»»

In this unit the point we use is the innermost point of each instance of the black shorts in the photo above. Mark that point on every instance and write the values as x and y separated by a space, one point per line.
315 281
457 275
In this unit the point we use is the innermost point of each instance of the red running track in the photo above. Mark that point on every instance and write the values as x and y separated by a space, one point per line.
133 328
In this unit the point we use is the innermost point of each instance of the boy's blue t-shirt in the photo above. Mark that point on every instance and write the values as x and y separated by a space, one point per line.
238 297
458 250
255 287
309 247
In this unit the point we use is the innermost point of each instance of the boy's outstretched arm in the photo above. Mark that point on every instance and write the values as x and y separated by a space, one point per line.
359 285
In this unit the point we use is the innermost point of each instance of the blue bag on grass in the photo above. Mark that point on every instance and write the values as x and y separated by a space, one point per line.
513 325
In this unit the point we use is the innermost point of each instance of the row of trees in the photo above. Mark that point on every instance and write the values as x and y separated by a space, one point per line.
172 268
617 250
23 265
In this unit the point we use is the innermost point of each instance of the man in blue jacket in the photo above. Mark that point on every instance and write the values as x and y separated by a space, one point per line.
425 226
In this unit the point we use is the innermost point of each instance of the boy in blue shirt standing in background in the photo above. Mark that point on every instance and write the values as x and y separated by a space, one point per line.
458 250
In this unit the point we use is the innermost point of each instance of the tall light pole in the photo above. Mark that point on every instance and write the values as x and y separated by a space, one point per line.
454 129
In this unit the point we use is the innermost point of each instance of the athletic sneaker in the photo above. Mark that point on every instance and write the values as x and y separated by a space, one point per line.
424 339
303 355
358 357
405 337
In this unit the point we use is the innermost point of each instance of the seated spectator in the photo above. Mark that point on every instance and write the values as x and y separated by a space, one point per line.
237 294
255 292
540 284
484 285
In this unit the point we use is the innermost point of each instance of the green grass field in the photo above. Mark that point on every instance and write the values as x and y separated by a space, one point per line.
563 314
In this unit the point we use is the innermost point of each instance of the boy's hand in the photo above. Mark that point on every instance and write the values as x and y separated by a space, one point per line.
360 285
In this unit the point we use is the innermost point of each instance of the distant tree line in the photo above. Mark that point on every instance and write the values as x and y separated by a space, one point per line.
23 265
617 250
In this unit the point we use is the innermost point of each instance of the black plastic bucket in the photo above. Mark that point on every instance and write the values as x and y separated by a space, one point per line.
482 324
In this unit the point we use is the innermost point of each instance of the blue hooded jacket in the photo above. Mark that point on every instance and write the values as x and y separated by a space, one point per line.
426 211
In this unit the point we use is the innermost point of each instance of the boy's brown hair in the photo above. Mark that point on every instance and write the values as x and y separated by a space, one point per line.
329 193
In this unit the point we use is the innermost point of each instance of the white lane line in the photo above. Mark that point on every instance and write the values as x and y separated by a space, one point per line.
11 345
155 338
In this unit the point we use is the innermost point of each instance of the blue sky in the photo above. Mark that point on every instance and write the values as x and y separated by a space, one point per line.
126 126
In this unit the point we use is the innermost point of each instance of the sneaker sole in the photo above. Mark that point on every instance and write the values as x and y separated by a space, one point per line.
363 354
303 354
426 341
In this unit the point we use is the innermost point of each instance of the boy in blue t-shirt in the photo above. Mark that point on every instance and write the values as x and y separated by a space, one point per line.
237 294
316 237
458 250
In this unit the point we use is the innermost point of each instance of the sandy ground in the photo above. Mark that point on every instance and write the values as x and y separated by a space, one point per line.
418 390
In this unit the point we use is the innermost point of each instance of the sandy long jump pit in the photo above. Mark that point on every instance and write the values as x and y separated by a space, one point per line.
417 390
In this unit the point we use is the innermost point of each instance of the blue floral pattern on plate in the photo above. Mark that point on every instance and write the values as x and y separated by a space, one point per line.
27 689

««

Task to carry out: Please give the data again in full, exactly as written.

Solution to this task:
In this unit the point we use is the innermost point of each instance of the black shorts in the photo above. Mark that point on every instance and write the values as x and y separated by a space, one point per line.
315 281
457 275
In this unit the point we use is the innermost point of each instance of the red running track in the photo above. Mark that point on every instance and write the values as x and y separated by a space, one point per line.
133 328
In this unit the point we use is the innermost point of each instance of the boy's blue t-shirt in the photo above. Mark that point on every instance and write the values as x and y separated by a space, one point per line.
238 297
458 250
255 287
309 247
In this unit the point we use is the innermost point of each instance of the boy's outstretched arm in the photo above. Mark that point on every instance and write the values as x and y separated by a space, one point per line.
359 285
In this unit the point we use is the innermost point of each instance of the blue bag on grass in the photo above. Mark that point on every instance and write the values as x and y separated by a space, one point per line.
513 325
In this unit the point we use is the innermost point of each instance of the row of trees in the photo above. Mark that point on every instance and write the values as x and y separated by a space, one point per line.
172 268
617 250
23 265
In this unit the point we use is the innermost point of each instance of the man in blue jacket in the photo above. Mark that point on every instance and write the values as x and y separated by a space, one point per line.
425 226
In this unit the point we use is the innermost point of each instance of the boy in blue shirt standing in background in the photo above. Mark that point on every instance and write the values as x and y separated by a space, one point per line.
458 250
In this unit the point we use is the innermost point of each instance of the tall light pole in the photo above. Mark that point on every instance and write the values as x and y separated by a space, one point per line.
454 129
In this unit the point we use is the innermost point of each instance of the athletic sneaker in the photo above. Mark that point on every instance and write the values as x and y separated by a space, one point per line.
424 339
303 355
358 357
405 337
In this unit the point we use is the innermost point of each instance of the seated spectator in the photo above. Mark that point on every instance and write the values as x and y separated by a space, one point per line.
237 294
255 292
540 284
484 285
In this unit the point we use is the innermost point of each instance of the green grass field in the photo above. Mark that point on every instance and write the values as x and y separated by a space, one point per line.
563 314
In this unit the point we use is the innermost point of each instance of the boy's hand in the photo above. Mark that point on every instance and write the values as x and y separated by a space, one point per line.
360 285
In this unit the point we use is the innermost point of each instance of the distant tree line in the photo above. Mark that point on every instance and write the values as x and y separated by a space, one point per line.
23 265
617 250
In this unit the point we use is the innermost point of each instance of the black plastic bucket in the photo above. Mark that point on every instance and write the values as x and y separated by a space, one point per line.
482 324
In this unit the point we use is the innermost point of each instance of the blue hooded jacket in the photo above. Mark that point on every instance and write the values as x and y separated by a space, one point per line.
426 211
In this unit the point we use is the innermost point of each instance of the boy's brown hair in the photo above. Mark that point on every instance and write the values as x and y separated by a space, one point per line.
329 193
In this unit the point we use is the innermost point of each instance of the white lane line in the photo above. Mark that point on every instance and write the values as x and y separated by a space, one point per line.
11 345
155 338
In this unit the point we use is the innermost point of each instance of the blue sky in the photo above. Mark that point on every instance and write the values as x and y separated by a space, one point per line.
126 126
In this unit the point we use is the innermost point of each instance of the sneaker sole in the photo above. Mark that point on every instance and write the values as x and y separated by a space, one point per line.
363 354
303 354
426 341
In this unit the point we use is the innermost point of each instance of the boy in blue t-shirt in the photo above. Mark that point on every instance and write the values as x and y separated by a space, one point per line.
237 294
316 237
458 250
In this unit the point we use is the innermost point of each instance of the sandy ground in the photo above. Mark that point on every instance and write the values as x and y separated by a space, one point per line.
418 390
In this unit the point we use is the innermost point of each instance of the sandy long jump pit in the photo above. Mark that point on every instance and write the values as x and y separated by a space, one point per line.
417 390
In this unit the point we use is the innermost point of each instance of the blue floral pattern on plate in the photo above. Mark that point on every instance and write the values as x and y separated by a space, one point per line.
27 689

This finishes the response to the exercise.